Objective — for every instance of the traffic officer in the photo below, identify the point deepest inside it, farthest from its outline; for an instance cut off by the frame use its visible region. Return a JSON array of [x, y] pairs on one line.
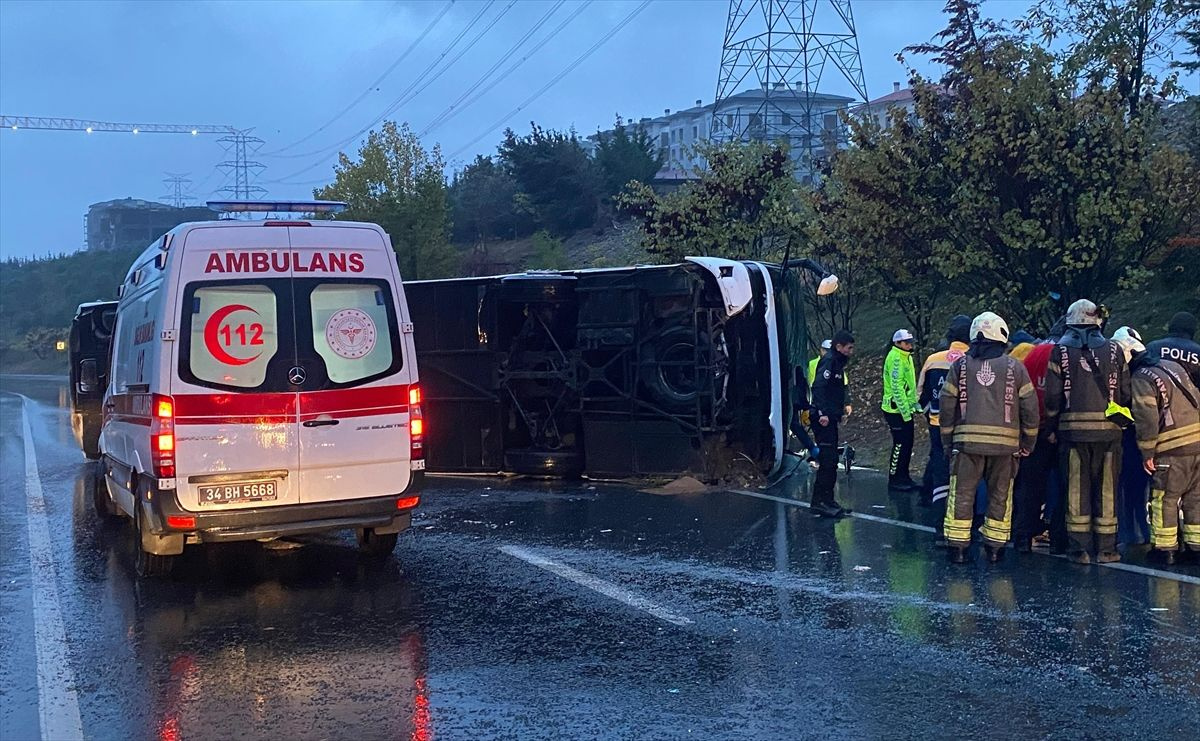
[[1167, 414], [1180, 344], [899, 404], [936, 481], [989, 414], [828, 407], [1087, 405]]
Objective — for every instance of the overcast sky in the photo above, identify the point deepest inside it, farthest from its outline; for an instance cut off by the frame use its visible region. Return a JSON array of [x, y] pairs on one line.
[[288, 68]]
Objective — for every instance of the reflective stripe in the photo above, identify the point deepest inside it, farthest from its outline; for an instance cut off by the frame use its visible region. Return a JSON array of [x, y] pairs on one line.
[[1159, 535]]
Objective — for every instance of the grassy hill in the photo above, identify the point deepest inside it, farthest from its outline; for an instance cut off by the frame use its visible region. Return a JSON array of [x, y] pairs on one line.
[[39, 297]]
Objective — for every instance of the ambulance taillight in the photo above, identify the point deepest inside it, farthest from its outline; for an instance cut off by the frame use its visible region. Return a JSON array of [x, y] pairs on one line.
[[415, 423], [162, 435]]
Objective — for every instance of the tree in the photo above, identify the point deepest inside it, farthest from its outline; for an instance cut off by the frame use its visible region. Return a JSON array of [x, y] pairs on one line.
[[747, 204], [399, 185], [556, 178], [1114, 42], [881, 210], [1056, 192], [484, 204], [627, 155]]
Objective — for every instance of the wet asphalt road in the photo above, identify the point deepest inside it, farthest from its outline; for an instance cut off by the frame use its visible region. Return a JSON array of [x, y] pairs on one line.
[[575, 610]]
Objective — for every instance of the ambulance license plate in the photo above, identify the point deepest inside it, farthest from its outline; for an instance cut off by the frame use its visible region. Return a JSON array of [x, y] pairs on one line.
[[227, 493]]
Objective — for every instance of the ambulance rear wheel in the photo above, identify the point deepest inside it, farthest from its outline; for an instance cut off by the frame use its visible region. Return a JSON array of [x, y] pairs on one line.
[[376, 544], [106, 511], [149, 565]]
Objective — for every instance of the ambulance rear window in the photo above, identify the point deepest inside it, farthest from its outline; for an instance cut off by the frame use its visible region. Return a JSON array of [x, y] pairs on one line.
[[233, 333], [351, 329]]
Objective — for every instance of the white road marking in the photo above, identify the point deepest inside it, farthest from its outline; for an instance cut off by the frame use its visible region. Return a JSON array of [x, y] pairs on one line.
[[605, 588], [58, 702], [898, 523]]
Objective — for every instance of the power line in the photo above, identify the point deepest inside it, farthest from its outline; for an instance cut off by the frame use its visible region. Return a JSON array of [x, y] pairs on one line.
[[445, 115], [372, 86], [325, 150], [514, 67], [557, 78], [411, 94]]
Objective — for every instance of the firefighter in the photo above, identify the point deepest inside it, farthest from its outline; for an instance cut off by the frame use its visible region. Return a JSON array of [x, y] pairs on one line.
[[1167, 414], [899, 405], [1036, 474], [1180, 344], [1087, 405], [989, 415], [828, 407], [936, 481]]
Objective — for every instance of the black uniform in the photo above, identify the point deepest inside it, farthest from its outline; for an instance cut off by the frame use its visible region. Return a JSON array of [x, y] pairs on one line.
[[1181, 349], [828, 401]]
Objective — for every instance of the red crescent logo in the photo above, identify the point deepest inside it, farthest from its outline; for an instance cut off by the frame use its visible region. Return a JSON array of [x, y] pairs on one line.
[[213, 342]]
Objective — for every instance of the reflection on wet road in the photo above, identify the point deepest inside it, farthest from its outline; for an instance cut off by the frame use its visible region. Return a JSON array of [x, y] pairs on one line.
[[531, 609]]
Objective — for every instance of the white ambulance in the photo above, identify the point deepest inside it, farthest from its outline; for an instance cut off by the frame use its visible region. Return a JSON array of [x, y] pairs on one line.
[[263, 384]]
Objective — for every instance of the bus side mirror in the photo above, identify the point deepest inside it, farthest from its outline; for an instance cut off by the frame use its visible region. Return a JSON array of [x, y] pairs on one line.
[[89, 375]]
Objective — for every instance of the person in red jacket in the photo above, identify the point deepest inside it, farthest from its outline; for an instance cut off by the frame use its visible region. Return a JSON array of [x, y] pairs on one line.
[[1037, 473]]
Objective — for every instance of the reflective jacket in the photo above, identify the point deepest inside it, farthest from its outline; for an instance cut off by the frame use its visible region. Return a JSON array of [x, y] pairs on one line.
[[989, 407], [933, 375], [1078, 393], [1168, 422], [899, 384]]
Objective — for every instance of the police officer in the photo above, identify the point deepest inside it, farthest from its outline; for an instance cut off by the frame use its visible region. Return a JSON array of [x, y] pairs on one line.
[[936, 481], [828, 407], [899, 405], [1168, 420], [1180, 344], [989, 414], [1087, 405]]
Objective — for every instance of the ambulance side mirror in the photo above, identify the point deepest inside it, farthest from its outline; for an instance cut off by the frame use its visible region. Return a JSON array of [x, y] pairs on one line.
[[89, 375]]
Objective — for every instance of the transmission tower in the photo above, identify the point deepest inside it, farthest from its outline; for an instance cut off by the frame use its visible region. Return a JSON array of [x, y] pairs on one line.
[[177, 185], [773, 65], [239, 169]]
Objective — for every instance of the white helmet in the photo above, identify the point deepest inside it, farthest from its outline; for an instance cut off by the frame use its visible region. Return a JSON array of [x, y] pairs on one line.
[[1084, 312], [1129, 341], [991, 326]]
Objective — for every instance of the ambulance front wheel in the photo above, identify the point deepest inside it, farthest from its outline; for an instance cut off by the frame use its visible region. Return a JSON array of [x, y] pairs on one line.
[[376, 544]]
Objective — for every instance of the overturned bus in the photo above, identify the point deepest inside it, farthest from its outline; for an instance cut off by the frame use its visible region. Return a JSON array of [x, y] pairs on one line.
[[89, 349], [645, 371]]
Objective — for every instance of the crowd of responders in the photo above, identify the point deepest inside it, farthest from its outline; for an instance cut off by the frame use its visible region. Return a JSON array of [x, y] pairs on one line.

= = = =

§ PROBLEM DETAILS: Write out every one of the records above word for word, leaving out the pictures.

§ RESPONSE FOR THIS EXERCISE:
Objective — for every instance of the traffic officer in the photo below, identify the point deepest inside it, farthest from its outline; for an instance cut off by the frame use its visible region. Return a JSON array of [x, y] pairs on one line.
[[1167, 414], [1180, 344], [899, 404], [936, 481], [989, 414], [828, 407], [1087, 405]]
Objective — for every instance of the overcast sky in the photo above, identify the point deepest inside it, farthest from its outline; for an instance cut off by the frame use its visible region. Return a JSON array of [x, y] pairs on one line.
[[288, 68]]
Objective — for every instance of the reflective stripe in the photo above, identify the point deepest inside it, farthest from its outline; for an instance cut off by the frame use its visible region. Return a JSON array of [x, y] pairs on one line.
[[1159, 535]]
Objective — for every instance of the grassy hill in the photo above, identify the point deepest inside it, farthest from its outline; for an instance cut off by the frame use its visible region. Return a JSON array of [x, y] pairs on one line.
[[39, 297]]
Objective — for every instance of the ambulance taillight in the photo above, identify the point deepest inside it, farthest from its outline; for an instance cut off by the frame use its visible region. Return a JSON array of [x, y] pairs on one line.
[[415, 423], [162, 435]]
Objective — for every instance of the tree in the photo above, identify the point deepest inside it, farthest from its outline; for an instance cut off by the frame use its visible region. Return a JSON array of [x, y] pairs on one line.
[[747, 204], [399, 185], [556, 178], [1114, 42], [881, 210], [1056, 192], [484, 204], [627, 155]]
Objective — for every instance of the wet asphalt road in the photo above, identify the point deepest inside it, farthest from its outline; for an instance cut off by the frame use its visible region. Return a JSON array of [x, y] pairs on one line.
[[575, 610]]
Objective — for every instance of the ambulance license plate in the photo above, identify the point deepest inside it, farthest from its outline; for an instance cut off by the frame use its visible region. Return a JSON array of [x, y] pairs on one line.
[[227, 493]]
Objective — for every instance of the ambulance rear wheel in the photo above, identify the point deepest inside it, farthest from its outline; for an instance cut off by the frame use its visible region. Return a JSON array of [x, y] pairs on one line.
[[376, 544], [106, 511], [149, 565]]
Objective — for every instance of the ambulance rear window in the photo above, identify the point deepest inside it, farthest from its outline; for an instance cut off by the frame use its visible region. Return a JSON array of [x, y] pairs on one line.
[[233, 333], [351, 329]]
Objective — for every instance of the white road marking in the photo above, identify the point deepest inside it, farthest from its outline; for an instance cut off by the frame use its visible region. Return a JSON array of [x, y] pairs on one line.
[[605, 588], [58, 702], [898, 523]]
Objective — for every instance of the power line in the photo above, identify the point deepest inside it, farthest from its outline; for an instance cut off by the frame use its visible region. Return a JSON array of [x, y] pairs on one line.
[[445, 115], [372, 86], [325, 150], [514, 67], [557, 78], [411, 94]]
Objective — for every instance of the firefighter in the photo above, identify the point deepest inside it, farthest from its outline; for an instance cut off by the frame use its visible region. Return a JSON array of [x, y] pairs on one line.
[[1167, 414], [899, 405], [1036, 474], [1180, 344], [1087, 405], [989, 415], [828, 407], [936, 481]]
Objective — for every instance of the black uniform in the photo above, identify the point deepest inside it, farthest from its outline; for an instance cut off by the frame use its visible region. Return a JSON array of [x, y] pairs on one line.
[[1181, 349], [828, 401]]
Objective — for every instance of the red crescent logo in the photo above, identify the point deepest inside it, farthest from its outline; for an instance cut off by the frame use its visible region. Return a JSON array of [x, y] pairs on one line.
[[213, 342]]
Objective — for every instance of the reflection on wet road in the photo above, identify the point deepest inside it, farthest from its outline; for an instance cut off by the frame use its visible region. Return a JSON array of [x, y] pairs on one line.
[[531, 609]]
Objective — for every instance of the white ambulance in the photo above, identify the point deepest inside it, farthest from its outline; for an instance cut off by the frame use its visible region. Return a JSON array of [x, y] pairs on one line.
[[263, 384]]
Objective — for every instance of the bus side mirror in the photo above, identify the point deepest inside it, farthest from its outline; for an instance cut off by the frame use its visible region. Return a JSON array of [x, y] pairs on one line.
[[89, 375]]
Objective — for every instance of the person in red jacket in the photo above, identify the point deepest inside it, farthest from its outline; for an instance cut off by the frame use its visible region. Return a JSON array of [x, y] pairs on one line.
[[1037, 473]]
Objective — for every instance of the reflective jacket in the photo above, identify the point deepest inside it, farthest from its outline; for an instance cut off by the frame use its visible region. Return a JSON array of [x, y] pairs on one line.
[[989, 407], [933, 375], [1078, 393], [1168, 422], [899, 384]]
Objective — for every instance of the police officer in the photo above, identify the point deepest inside it, farthest from its outline; for an instance cut off by the frame use its visible region. Return a JSON array of [x, y] pairs on one line.
[[936, 481], [828, 407], [899, 405], [1168, 420], [1180, 344], [989, 414], [1087, 405]]
Objective — for every instance of the ambulance side mirror in the photo above, identify the point deepest inside it, farthest from its outline; for an instance cut off by the frame use its visible region. Return a JSON array of [x, y] pairs on one line.
[[89, 375]]
Objective — for every instance of the transmission tower in the photo above, identify the point deepest inside it, farthest from its outline; for an instance cut off by the frame use its visible region. Return a JSON array of [x, y] pairs on one line.
[[177, 185], [773, 65], [239, 169]]
Objective — for every instance of the white helmet in the photo above, identify the point deepest inside it, farthest from its outline; for an instance cut off by the frame use its visible region. Return a JSON array of [x, y] pairs on one line.
[[1084, 312], [1129, 341], [991, 326]]
Objective — for every instance of the ambulance front wheel in the photo above, identify the point deepest inside it, farthest from its outline; for an instance cut off by the frame use its visible region. Return a JSON array of [x, y] pairs on one line.
[[376, 544]]
Objective — for every instance of the overturned bus in the photo above, identify the point deepest inside it, farthest from its outline; for an instance cut off by the frame use its visible region. Return a JSON array of [x, y] pairs on one line.
[[89, 349], [645, 371]]
Objective — for every instance of the crowd of responders in the photo above, identify the point deepest inside it, farthest from its outline; for an instance cut off by the frame use its visible region. Return a JSON array of [x, y] pairs on one line.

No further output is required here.